MATERIAL SUPPLIED =>
++++++++++

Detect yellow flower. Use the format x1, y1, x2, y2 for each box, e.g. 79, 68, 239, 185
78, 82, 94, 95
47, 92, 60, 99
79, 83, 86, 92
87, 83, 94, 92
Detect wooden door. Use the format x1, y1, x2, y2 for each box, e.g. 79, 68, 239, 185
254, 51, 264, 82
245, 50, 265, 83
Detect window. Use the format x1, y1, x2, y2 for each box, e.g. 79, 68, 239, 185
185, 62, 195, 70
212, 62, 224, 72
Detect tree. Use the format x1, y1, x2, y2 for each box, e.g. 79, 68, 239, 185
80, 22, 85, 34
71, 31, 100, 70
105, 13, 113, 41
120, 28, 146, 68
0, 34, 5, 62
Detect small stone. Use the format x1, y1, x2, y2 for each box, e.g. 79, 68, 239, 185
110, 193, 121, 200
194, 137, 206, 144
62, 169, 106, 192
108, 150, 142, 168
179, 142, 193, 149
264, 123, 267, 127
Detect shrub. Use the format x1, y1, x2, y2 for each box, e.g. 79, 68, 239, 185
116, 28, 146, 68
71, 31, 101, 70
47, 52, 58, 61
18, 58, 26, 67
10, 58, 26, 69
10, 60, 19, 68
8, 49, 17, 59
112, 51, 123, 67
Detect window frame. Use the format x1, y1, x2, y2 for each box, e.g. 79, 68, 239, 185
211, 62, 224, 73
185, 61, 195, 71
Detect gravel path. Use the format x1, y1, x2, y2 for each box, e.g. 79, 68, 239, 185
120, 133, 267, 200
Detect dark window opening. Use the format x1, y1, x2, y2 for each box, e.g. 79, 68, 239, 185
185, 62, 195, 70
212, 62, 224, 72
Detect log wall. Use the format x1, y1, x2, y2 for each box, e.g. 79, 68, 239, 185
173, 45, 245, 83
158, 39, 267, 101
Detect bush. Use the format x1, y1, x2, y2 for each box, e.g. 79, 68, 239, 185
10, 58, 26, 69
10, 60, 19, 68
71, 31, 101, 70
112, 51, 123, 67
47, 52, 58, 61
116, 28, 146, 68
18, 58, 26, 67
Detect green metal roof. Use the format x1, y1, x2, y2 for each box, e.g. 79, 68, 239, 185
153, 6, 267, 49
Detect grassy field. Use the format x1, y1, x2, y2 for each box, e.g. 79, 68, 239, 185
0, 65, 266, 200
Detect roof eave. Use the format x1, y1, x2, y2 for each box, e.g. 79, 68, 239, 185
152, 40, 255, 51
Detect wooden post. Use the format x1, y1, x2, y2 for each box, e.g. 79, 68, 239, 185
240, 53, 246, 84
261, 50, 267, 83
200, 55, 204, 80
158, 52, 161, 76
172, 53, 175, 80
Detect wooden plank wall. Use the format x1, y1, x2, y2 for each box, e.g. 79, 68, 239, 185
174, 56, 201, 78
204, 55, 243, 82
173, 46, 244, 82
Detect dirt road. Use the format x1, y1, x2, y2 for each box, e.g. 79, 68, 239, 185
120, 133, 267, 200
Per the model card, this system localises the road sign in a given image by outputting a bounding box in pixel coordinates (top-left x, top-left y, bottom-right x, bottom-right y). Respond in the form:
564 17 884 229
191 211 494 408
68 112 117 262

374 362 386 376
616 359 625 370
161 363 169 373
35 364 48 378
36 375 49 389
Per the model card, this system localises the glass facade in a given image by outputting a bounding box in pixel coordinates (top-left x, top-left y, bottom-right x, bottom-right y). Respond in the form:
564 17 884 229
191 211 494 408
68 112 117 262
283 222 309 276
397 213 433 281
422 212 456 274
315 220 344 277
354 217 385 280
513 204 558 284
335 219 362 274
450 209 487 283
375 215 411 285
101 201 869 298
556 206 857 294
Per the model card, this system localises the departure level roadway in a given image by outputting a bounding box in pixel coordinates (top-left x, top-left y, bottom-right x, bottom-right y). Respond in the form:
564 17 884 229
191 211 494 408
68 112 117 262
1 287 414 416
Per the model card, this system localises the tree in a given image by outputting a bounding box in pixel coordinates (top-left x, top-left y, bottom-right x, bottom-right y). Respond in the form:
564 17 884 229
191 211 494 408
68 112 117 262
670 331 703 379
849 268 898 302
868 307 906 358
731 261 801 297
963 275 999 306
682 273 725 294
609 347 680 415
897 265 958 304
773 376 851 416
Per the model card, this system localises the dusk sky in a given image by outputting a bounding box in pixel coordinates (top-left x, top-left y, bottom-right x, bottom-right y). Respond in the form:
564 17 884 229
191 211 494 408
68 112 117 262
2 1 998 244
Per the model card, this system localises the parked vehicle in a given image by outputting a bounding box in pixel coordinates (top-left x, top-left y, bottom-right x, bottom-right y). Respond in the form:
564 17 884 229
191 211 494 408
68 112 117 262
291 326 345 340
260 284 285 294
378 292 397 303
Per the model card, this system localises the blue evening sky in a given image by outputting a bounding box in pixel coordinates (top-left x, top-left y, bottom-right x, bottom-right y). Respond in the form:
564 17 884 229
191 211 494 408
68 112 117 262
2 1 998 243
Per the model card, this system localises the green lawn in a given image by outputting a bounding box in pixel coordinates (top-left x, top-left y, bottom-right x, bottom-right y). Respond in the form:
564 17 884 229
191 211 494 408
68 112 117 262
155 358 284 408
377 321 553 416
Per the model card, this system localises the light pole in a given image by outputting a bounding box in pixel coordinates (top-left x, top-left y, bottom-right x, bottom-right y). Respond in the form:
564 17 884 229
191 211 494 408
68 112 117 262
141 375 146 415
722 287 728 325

++++++++++

TASK ITEM => Print out the entire listing. Keep every line exact.

TASK OUTPUT =>
Detect yellow flower. Use the format x1, y1, x2, y2 for each box, e.g. 79, 68, 239, 185
78, 82, 94, 95
47, 92, 60, 99
79, 83, 86, 92
87, 83, 94, 92
Detect wooden door. Use the format x1, y1, x2, y2 for each box, e.g. 79, 68, 239, 185
254, 51, 264, 82
245, 50, 265, 83
Detect window. Use the format x1, y1, x2, y2 for each box, e.g. 79, 68, 239, 185
185, 62, 195, 70
212, 62, 224, 72
Detect tree. Use the format x1, y1, x2, y2 for each box, e.g. 79, 68, 239, 185
80, 22, 85, 34
71, 31, 100, 70
105, 13, 113, 41
120, 28, 146, 68
0, 34, 5, 62
Detect small stone. Use the format x1, y1, x2, y2 for each box, e.g. 79, 68, 239, 185
110, 193, 121, 200
194, 137, 206, 144
62, 169, 106, 192
108, 150, 142, 168
179, 142, 193, 149
264, 123, 267, 127
Detect shrub. Use the format x1, y1, x2, y2 for each box, e.g. 79, 68, 239, 185
116, 28, 146, 68
71, 31, 101, 70
47, 52, 58, 61
18, 58, 26, 67
10, 58, 26, 69
10, 60, 19, 68
8, 49, 17, 59
112, 51, 123, 67
Detect window frame. Use the format x1, y1, x2, y2 for each box, e.g. 79, 68, 239, 185
211, 62, 224, 73
185, 61, 195, 71
Detect gravel path. Use the format x1, y1, x2, y2 for each box, e.g. 79, 68, 239, 185
120, 133, 267, 200
Detect dark window opening. Use the format x1, y1, x2, y2 for each box, e.g. 79, 68, 239, 185
185, 62, 195, 70
212, 62, 224, 72
Detect log wall. Use the format x1, y1, x2, y2 for each box, e.g. 79, 68, 239, 185
173, 45, 245, 83
158, 39, 267, 101
Detect bush. Use the format x1, y1, x2, y2 for each box, e.g. 79, 68, 239, 185
10, 58, 26, 69
10, 60, 19, 68
71, 31, 101, 70
112, 51, 123, 67
47, 52, 58, 61
116, 28, 146, 68
18, 58, 26, 67
Detect green metal roof. Use the format x1, y1, x2, y2 for each box, e.g. 79, 68, 239, 185
153, 6, 267, 49
Detect grassy field. Use the format x1, y1, x2, y2 for each box, e.g. 79, 68, 239, 185
0, 65, 266, 200
Detect roof eave. Use the format x1, y1, x2, y2 for each box, e.g. 79, 68, 239, 185
152, 40, 255, 51
Detect wooden post. Use the format x1, y1, x2, y2 for each box, e.g. 79, 68, 239, 185
240, 53, 246, 84
261, 50, 267, 83
200, 55, 204, 80
158, 52, 161, 76
172, 53, 175, 80
Detect wooden plank wall. Use the format x1, y1, x2, y2 for each box, e.g. 79, 68, 239, 185
174, 56, 201, 78
204, 55, 243, 82
173, 46, 244, 82
Detect dirt road. Use the format x1, y1, x2, y2 for each box, e.g. 79, 68, 239, 185
120, 133, 267, 200
Per the model card, this system localises the road sign in a given image by outputting a bounding box in pixel coordinates (top-left x, top-left y, bottom-right x, bottom-right y). Respond in the form:
564 17 884 229
191 211 494 408
68 112 117 262

374 362 386 376
616 359 625 370
161 363 169 373
35 364 48 378
36 375 49 389
Per the model card, this system localises the glass facade in a given image by outputting a bounding box in pixel coordinates (top-left x, top-left y, bottom-right x, bottom-right y). Respond in the form:
564 17 884 229
191 211 494 408
68 112 117 262
283 222 309 276
397 213 433 281
422 212 456 274
315 220 344 277
354 217 385 280
513 204 558 284
335 219 362 274
450 209 487 283
375 215 411 285
101 201 869 298
556 206 857 294
Per the model card, this system localises the departure level roadway in a given image by outputting a bounding box in pixel coordinates (top-left x, top-left y, bottom-right x, bottom-right y). Respond in the form:
564 17 884 229
191 211 494 408
68 112 117 262
1 287 414 416
Per the model card, this system localises the tree in a given image by outputting a bounding box in pixel coordinates (top-left x, top-left y, bottom-right x, bottom-right y). Respond in the form:
564 17 884 229
191 211 494 408
68 112 117 262
670 331 703 379
849 268 898 302
868 307 906 358
731 261 801 297
963 275 999 306
682 273 725 294
609 347 680 415
897 265 958 304
773 376 851 416
Per the model card, this system localises the dusk sky in a given image by outputting a bounding box in pixel coordinates (top-left x, top-left y, bottom-right x, bottom-right y). Respond in the form:
564 17 884 229
191 211 494 408
68 112 117 262
2 1 998 244
Per the model card, this system localises the parked vehicle in a given image by outputting a bounding box in pixel coordinates (top-left x, top-left y, bottom-right x, bottom-right y). Respond in the form:
564 17 884 229
191 211 494 408
68 112 117 262
291 326 345 340
260 284 285 294
378 292 397 303
Per the model card, this system localises the blue evening sky in a given image by outputting a bounding box in pixel coordinates (top-left x, top-left y, bottom-right x, bottom-right y). Respond in the form:
564 17 884 229
191 211 494 408
68 112 117 262
2 1 998 243
Per the model card, this system localises the green lawn in a given image by outputting a bounding box in pixel coordinates (top-left x, top-left y, bottom-right x, bottom-right y). Respond in the form:
564 17 884 229
191 211 494 408
68 112 117 262
155 358 284 408
377 321 553 416
Per the model card, this system localises the light pole in a given image by outputting a bounding box in pixel coordinates (top-left x, top-left y, bottom-right x, bottom-right y). Respond in the form:
564 17 884 229
191 211 494 408
68 112 117 262
141 375 146 415
722 287 728 325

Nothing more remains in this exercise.